WORK TASK —
Return the whole of the data exactly.

------------------------------------

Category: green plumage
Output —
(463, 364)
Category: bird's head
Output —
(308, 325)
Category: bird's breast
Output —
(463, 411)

------------------------------------

TASK SOLUTION —
Category: green plumage
Output —
(463, 364)
Category: bird's head
Output —
(308, 325)
Category: bird's breast
Output —
(463, 411)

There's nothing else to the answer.